## Directive
Reproduce, word for word, every line starting at the line that contains "for the lake" and ending with the final line of the entries.

## Data provided
-------------------------
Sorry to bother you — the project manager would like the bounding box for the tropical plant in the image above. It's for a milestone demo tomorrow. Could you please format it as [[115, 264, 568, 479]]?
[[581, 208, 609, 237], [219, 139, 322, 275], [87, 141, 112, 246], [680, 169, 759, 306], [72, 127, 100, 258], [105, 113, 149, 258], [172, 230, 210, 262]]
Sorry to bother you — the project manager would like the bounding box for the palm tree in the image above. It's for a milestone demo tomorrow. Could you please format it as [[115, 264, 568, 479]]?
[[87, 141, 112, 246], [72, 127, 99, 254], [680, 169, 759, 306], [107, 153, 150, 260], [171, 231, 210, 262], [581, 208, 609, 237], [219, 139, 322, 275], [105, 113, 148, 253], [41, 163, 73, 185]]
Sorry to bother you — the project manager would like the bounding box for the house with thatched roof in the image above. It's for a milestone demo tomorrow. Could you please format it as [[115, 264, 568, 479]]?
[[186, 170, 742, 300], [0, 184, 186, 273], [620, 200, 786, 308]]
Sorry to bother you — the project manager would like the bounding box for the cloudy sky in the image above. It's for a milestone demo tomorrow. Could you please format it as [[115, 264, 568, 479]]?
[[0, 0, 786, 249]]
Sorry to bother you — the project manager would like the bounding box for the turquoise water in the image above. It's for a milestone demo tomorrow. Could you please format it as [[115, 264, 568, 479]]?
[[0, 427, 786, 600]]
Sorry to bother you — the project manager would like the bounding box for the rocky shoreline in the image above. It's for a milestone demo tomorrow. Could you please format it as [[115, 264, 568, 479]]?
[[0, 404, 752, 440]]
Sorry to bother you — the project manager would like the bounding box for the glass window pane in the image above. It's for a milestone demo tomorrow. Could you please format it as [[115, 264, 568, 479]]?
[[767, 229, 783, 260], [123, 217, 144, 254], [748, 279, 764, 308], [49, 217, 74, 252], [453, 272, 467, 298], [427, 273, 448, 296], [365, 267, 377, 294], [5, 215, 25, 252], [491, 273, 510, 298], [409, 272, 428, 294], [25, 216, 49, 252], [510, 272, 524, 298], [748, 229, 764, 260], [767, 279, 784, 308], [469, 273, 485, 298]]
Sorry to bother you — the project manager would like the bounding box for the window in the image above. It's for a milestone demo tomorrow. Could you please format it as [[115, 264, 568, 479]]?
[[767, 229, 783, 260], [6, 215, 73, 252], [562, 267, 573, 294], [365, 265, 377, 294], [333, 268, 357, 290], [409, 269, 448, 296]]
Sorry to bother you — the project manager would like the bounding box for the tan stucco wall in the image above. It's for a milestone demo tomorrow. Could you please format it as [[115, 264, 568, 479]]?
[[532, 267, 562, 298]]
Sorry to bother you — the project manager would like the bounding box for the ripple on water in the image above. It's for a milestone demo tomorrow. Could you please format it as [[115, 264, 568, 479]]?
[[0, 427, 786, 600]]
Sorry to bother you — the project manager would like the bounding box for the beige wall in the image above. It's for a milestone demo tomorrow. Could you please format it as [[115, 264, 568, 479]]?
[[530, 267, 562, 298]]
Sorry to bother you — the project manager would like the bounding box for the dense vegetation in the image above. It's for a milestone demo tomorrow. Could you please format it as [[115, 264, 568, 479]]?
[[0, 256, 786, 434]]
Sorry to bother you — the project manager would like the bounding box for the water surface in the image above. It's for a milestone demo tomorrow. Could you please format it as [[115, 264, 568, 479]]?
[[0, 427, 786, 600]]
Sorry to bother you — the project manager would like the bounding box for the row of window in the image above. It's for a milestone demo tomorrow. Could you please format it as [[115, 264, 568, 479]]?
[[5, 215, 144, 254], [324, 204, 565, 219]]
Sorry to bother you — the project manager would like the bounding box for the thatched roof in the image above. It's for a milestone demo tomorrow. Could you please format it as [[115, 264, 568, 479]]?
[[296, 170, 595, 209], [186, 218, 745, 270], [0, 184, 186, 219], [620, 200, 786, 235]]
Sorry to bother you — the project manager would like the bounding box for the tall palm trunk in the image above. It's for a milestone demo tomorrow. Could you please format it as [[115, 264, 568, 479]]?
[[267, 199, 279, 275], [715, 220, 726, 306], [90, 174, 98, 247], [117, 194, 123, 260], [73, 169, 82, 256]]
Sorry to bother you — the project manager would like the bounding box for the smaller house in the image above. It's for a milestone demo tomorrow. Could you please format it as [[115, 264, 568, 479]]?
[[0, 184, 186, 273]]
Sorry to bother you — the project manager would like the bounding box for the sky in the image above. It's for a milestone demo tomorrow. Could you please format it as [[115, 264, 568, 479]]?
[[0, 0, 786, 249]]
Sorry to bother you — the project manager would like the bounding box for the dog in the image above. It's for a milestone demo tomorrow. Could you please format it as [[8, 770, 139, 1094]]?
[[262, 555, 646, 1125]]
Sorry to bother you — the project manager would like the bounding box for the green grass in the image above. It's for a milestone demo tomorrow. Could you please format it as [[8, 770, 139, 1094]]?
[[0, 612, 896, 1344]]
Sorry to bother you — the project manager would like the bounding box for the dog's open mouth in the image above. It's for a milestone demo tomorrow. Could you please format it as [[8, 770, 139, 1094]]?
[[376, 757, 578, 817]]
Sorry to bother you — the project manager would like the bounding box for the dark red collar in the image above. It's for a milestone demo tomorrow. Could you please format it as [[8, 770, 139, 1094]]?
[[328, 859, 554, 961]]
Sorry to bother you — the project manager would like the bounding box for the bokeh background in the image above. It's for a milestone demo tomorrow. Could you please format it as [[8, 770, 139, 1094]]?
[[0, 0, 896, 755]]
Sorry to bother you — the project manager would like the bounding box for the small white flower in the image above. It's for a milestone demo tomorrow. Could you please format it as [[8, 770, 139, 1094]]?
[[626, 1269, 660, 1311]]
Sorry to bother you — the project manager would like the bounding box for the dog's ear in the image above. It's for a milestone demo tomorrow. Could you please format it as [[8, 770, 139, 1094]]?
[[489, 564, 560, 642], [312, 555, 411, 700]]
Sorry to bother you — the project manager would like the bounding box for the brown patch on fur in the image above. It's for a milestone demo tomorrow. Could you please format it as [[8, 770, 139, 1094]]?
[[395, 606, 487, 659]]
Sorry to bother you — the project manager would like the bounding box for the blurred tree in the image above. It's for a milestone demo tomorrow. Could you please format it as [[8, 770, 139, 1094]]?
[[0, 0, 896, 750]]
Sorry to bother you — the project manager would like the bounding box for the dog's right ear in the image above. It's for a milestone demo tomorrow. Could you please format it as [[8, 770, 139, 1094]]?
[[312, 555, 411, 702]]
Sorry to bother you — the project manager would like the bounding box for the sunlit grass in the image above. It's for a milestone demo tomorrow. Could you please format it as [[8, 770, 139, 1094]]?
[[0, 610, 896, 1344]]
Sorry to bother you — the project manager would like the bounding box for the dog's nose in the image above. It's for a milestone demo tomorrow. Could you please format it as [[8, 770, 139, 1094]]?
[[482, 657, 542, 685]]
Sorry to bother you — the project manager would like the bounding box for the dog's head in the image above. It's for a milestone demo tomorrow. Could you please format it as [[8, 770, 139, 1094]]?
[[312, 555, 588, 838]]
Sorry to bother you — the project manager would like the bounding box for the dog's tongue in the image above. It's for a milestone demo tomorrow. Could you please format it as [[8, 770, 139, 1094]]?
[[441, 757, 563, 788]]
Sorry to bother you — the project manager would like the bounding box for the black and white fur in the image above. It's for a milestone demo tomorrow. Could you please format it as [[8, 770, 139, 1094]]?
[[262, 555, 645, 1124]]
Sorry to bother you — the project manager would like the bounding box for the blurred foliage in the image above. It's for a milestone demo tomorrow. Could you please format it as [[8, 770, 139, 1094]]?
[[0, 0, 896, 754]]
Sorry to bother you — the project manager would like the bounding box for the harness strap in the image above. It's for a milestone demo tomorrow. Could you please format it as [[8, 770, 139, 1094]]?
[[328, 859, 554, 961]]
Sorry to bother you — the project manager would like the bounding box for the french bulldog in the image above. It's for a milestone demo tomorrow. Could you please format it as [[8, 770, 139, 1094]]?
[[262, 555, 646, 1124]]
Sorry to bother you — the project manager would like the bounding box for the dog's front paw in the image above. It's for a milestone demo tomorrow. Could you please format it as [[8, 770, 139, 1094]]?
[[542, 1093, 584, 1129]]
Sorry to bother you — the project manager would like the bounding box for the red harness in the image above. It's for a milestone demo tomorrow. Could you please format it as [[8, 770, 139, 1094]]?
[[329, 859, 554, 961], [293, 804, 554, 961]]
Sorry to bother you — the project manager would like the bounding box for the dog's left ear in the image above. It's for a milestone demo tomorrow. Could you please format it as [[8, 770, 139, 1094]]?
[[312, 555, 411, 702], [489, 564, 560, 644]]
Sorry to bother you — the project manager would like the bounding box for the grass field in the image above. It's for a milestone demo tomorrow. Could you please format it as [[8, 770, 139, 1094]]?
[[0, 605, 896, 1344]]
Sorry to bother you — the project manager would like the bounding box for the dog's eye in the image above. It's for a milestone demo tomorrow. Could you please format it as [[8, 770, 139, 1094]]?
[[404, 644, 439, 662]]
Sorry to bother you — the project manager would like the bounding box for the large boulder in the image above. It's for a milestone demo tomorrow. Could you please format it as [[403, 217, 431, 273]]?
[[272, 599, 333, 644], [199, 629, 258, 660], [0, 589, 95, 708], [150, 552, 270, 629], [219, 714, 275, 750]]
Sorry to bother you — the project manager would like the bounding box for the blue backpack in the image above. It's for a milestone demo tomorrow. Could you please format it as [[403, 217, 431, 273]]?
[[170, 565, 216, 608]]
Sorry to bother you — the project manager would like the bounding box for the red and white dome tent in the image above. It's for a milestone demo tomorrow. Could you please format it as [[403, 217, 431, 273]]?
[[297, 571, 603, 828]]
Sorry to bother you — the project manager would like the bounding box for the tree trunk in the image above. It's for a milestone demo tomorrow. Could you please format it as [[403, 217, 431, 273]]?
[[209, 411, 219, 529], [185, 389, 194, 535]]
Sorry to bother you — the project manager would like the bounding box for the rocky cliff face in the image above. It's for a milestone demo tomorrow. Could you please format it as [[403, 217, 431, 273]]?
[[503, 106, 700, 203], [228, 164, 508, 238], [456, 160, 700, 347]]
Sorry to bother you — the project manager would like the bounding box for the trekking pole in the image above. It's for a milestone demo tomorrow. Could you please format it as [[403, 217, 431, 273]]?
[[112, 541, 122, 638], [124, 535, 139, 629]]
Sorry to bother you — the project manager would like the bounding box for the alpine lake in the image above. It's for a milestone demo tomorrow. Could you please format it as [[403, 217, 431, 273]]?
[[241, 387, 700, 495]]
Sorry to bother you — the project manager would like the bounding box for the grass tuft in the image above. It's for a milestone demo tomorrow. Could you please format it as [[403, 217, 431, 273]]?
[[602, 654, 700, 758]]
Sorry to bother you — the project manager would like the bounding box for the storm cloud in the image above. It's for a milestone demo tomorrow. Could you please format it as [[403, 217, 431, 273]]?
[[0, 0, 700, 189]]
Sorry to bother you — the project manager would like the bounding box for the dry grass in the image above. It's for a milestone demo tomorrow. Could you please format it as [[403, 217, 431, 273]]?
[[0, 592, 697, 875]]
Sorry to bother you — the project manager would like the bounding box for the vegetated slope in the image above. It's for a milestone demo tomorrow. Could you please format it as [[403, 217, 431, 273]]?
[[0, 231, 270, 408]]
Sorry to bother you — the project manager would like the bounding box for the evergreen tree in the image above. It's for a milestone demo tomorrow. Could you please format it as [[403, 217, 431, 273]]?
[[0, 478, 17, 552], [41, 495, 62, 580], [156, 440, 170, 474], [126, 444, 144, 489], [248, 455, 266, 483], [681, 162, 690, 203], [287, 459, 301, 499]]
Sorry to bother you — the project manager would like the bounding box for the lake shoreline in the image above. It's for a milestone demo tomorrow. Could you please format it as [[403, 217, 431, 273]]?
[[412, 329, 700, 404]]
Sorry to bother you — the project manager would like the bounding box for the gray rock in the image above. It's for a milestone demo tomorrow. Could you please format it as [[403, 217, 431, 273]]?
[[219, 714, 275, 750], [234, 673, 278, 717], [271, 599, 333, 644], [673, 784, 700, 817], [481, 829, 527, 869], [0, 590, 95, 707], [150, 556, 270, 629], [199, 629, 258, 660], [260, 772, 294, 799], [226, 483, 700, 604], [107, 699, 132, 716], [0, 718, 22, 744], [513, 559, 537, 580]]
-------------------------
## Final result
Sorry to bother you — the project manager would like the bounding box for the lake shoreline in the image above. It's for a milestone demo tomorrow. Could you please format it as [[403, 217, 431, 273]]?
[[412, 329, 700, 404]]
Sorry to bother you — the project manager would like the bounding box for the gray rock in the image above. It's for a milestone demo tomorrow. Could you please format it as [[403, 217, 431, 273]]?
[[219, 714, 275, 750], [234, 673, 278, 717], [271, 599, 333, 644], [673, 784, 700, 817], [481, 829, 527, 869], [0, 590, 95, 707], [150, 556, 270, 629], [199, 629, 258, 660], [260, 772, 294, 799], [226, 483, 700, 604], [107, 699, 132, 716], [0, 718, 22, 744], [513, 559, 537, 580]]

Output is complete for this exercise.